» TRECHO DA PÁGINA
<<<<
Nesta quarta-feira 2, completa-se um ano do pedido de vistas do ministro Gilmar Mendes, do Supremo Tribunal Federal (STF), na ação da Ordem dos Advogados do Brasil (OAB) que defende a inconstitucionalidade das doações de empresas em campanhas eleitorais. Na esteira da Operação Lava Jato, que investiga dezenas de políticos e empreiteiras por corrupção na Petrobras, o financiamento de campanha emergiu como um importante canal responsável por casos de corrupção.
Há um consenso de que o sistema atual é problemático, mas não ocorre o mesmo a respeito de como reformá-lo. O debate transcorre no Congresso e mudanças nas regras do financiamento de campanha podem ser feitas caso uma reforma política seja aprovada. Leia, abaixo, algumas perguntas e respostas sobre o tema.
O STF estava julgando a constitucionalidade das doações de campanha no Brasil. Como acabou o julgamento?
Ainda não acabou. Em 2014, o STF retomou a análise de uma ação da OAB na qual a entidade alega que as doações empresariais são inconstitucionais. Seis ministros (Luiz Fux, Luís Roberto Barroso, Dias Toffoli e Joaquim Barbosa, Marco Aurelio Mello e Ricardo Lewandowski) concordaram com a tese da OAB e um (Teori Zavascki) rejeitou a ação. Gilmar Mendes pediu vistas do processo, paralisando o julgamento. Até hoje ele não devolveu o processo, alegando que trata-se de uma matéria de responsabilidade do Congresso e não do Judiciário.
>>>>
» EXTRATO DE DADOS
<<<<
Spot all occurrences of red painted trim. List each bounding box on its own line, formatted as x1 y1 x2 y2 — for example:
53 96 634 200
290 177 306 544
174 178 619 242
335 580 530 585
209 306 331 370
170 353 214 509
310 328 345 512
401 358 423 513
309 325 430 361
>>>>
» TAREFAS
- 1) No trecho da página, qual ministro do STF rejeitou a ação da OAB?
- 2) Reescreva as entradas do extrato de dados trocando "red painted trim" por "blue painted trim". Mantenha todo o resto inalterado.

» RESPOSTAS DO EXERCÍCIO
- 1) Teori Zavascki.

- 2)
Spot all occurrences of blue painted trim. List each bounding box on its own line, formatted as x1 y1 x2 y2 — for example:
53 96 634 200
290 177 306 544
174 178 619 242
335 580 530 585
209 306 331 370
170 353 214 509
310 328 345 512
401 358 423 513
309 325 430 361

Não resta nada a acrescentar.